* _Task brief_: Leave out the pictures and print the records below exactly.

(Records drawn from a dataset)
--------------------------------

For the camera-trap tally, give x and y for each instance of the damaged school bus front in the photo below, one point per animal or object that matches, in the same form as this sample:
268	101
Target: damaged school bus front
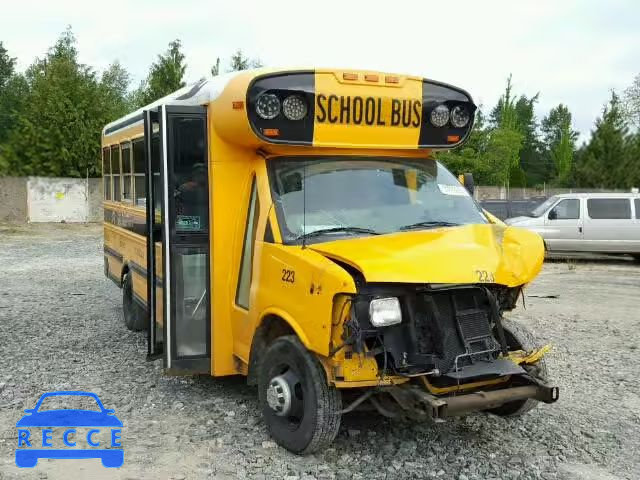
419	280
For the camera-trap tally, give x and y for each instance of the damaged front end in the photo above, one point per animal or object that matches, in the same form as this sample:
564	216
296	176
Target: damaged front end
444	352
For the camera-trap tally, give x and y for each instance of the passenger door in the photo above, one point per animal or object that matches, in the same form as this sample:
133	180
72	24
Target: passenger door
183	333
609	226
564	226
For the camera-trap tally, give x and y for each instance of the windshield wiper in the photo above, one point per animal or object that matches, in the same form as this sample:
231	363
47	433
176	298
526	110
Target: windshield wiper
428	224
322	231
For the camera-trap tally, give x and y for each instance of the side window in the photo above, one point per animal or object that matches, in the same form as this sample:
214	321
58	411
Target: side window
244	278
138	173
609	208
106	173
127	190
115	171
568	209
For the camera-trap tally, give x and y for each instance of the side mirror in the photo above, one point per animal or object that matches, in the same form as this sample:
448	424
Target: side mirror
292	183
466	179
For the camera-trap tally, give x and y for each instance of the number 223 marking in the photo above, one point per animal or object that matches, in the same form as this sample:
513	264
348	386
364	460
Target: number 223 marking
288	276
485	277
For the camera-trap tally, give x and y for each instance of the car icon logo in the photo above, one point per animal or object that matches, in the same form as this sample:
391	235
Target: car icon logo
97	423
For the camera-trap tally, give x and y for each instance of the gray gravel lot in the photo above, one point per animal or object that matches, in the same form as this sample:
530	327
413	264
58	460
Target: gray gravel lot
61	328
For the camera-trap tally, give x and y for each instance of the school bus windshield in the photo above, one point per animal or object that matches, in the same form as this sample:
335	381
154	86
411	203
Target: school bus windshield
323	199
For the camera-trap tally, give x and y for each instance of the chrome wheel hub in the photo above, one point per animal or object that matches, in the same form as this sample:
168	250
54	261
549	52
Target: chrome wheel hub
279	395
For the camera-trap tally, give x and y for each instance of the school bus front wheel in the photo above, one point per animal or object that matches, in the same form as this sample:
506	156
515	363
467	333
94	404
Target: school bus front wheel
299	407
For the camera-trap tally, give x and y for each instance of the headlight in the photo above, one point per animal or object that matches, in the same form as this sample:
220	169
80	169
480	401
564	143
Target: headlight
460	117
440	115
385	311
294	107
268	106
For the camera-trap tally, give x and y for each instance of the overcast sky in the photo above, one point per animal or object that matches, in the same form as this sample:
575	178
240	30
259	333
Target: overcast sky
571	51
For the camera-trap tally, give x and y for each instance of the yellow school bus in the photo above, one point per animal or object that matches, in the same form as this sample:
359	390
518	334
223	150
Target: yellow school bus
293	226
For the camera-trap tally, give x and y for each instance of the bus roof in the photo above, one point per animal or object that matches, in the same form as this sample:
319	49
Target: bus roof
332	108
197	93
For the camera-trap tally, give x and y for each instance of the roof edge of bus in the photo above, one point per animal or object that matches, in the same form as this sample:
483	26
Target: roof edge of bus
208	88
200	92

--------------------------------

* _Result of this exercise_:
For the camera-trap tally, give x and y for each instance of the damaged school bus front in the photo below, one point per animal or object that matches, in the same form as this sample:
268	101
Target: damaged school bus front
419	280
For the camera-trap tally, give x and y for each instance of the damaged front end in the photo above, one point per animal or object that matches, in the same form as this sample:
564	216
296	176
Target: damaged front end
444	352
For the camera-trap tally, give x and y for each instance of the passenger door in the photo above, one point per animal or object that matches, in the same form as this sample:
133	180
72	24
Target: passenger door
183	333
609	226
564	226
For the camera-trap tally, give x and y for each instance of the windshield wiper in the photo above, one point per animal or object that matches, in the same form as this sample:
231	363
47	433
176	298
526	110
Target: windshield wiper
428	224
322	231
For the camera-trap tally, give x and y for each instance of the side window in the photo above, one point per animal or object that matches, in the same form as this sample:
214	321
58	411
Target: side window
244	278
138	173
609	208
106	173
127	190
115	171
568	209
For the camera-trap tally, give x and y for each instance of the side mirror in the photo above, one point per animal or object that matches, in the same form as this sample:
448	424
Target: side mirror
292	183
466	179
For the camera-trap tally, give x and y for each instance of the number 223 marking in the photo above, one point per animal or object that matches, in the same form as this sample:
513	264
348	386
364	460
Target: number 223 marking
288	276
485	277
For the camera-trap tally, give x and y for each instance of the car icon logo in the photo above, one point per animal or object that matches, in the same form as this sample:
391	235
Target: car icon logo
97	423
For the camera-trap tally, give x and y for each instance of the gray gravel lot in the photo above, one point per animal or object that matches, in the same form as this sample:
530	327
413	264
58	460
Target: gray gravel lot
61	328
For the camera-trap tally, give x and y for each instance of the school bus windshield in the photo above, one point per animal or object that matches, in the same form as this sample:
335	381
154	86
411	203
Target: school bus windshield
323	199
For the camera-trap tally, give x and y for each instance of the chrome wheel hub in the photo above, one point per animal or object that matches, in the same form as this sample:
168	250
54	261
549	52
Target: chrome wheel hub
279	395
For the camera-trap tally, give x and y for each instance of the school bus front wheel in the photo above, one point per animal or object that matches, in the same form as this sample:
506	156
515	363
467	333
94	404
Target: school bus front wheel
299	407
For the camera-trap tally, give x and y for each instance of the headlight in the photo above, one point per animal or object that matches, in the same form as this sample:
220	169
80	169
480	401
564	143
Target: headlight
460	117
440	115
385	311
294	107
268	106
For the camera-trap tally, give x and y for each instance of the overcast sky in the photo above, one point per animal or object that matches, in the same form as this sample:
575	178
240	30
259	333
Target: overcast sky
571	51
For the camera-trap tally, give x and y for each instance of the yellow school bus in the photo above, one point per animal or object that matches, in the same form as this sample:
359	390
518	334
223	150
Target: yellow school bus
293	226
For the camera-trap tally, give x and y for each instance of the bus roof in the photo above, one point per animal or object that matches, in the same form as this sample:
319	49
Target: bus roof
332	108
197	93
For the camera-trap tally, give x and y for each instance of the roof edge of bus in the photo above, one point per animal or object that matches, in the same form as this sample:
483	26
Target: roof edge of bus
208	88
200	92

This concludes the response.